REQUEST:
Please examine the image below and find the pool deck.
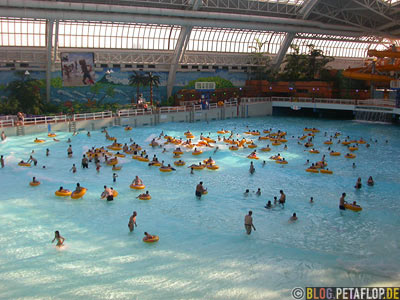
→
[0,97,400,136]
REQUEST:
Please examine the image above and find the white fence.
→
[72,111,113,121]
[117,108,153,118]
[0,97,396,127]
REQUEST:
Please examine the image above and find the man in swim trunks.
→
[67,145,72,157]
[279,190,286,208]
[82,154,89,169]
[195,181,206,198]
[27,155,37,166]
[128,211,137,232]
[244,210,256,235]
[339,193,346,210]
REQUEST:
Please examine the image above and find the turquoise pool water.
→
[0,117,400,299]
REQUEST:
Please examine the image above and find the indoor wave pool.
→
[0,117,400,300]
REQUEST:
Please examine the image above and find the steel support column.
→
[46,19,54,102]
[273,0,319,70]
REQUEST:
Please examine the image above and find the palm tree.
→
[146,72,160,106]
[129,71,147,102]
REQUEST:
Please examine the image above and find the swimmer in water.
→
[51,230,65,247]
[249,162,256,174]
[279,190,286,208]
[289,213,297,222]
[195,181,207,198]
[67,145,72,158]
[143,232,154,241]
[128,211,137,232]
[354,177,362,189]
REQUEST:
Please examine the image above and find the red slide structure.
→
[343,47,400,82]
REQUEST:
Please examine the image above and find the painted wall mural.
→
[0,68,247,105]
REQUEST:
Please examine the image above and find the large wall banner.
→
[60,52,95,86]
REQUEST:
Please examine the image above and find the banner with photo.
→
[60,52,95,86]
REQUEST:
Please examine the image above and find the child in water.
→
[51,230,65,247]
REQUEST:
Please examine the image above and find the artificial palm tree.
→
[146,72,160,106]
[129,71,147,102]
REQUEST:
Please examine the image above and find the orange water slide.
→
[342,50,400,82]
[368,50,400,58]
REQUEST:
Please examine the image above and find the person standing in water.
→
[67,145,72,158]
[128,211,137,232]
[244,210,256,235]
[279,190,286,208]
[249,162,256,174]
[51,230,65,247]
[195,181,207,198]
[339,193,347,210]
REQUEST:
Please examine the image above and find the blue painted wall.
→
[0,68,247,104]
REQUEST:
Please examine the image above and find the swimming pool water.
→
[0,117,400,299]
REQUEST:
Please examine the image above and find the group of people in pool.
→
[5,124,382,246]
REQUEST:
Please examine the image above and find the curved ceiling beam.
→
[0,0,363,35]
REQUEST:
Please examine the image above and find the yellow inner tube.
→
[192,165,206,170]
[107,159,118,166]
[18,163,31,167]
[71,188,87,199]
[129,184,146,190]
[207,165,219,170]
[320,169,333,174]
[55,190,72,197]
[143,235,160,243]
[329,152,340,156]
[137,156,149,162]
[138,195,151,200]
[344,203,362,211]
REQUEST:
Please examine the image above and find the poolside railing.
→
[72,111,113,121]
[0,97,396,127]
[117,108,153,118]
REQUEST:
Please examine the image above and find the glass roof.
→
[0,18,400,58]
[187,27,286,54]
[58,21,181,50]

....................

Show every line of the material above that contains the word "banner", copying each one in full.

Please examine the image above and find the large wall banner.
Please examine the image above and find the banner with photo.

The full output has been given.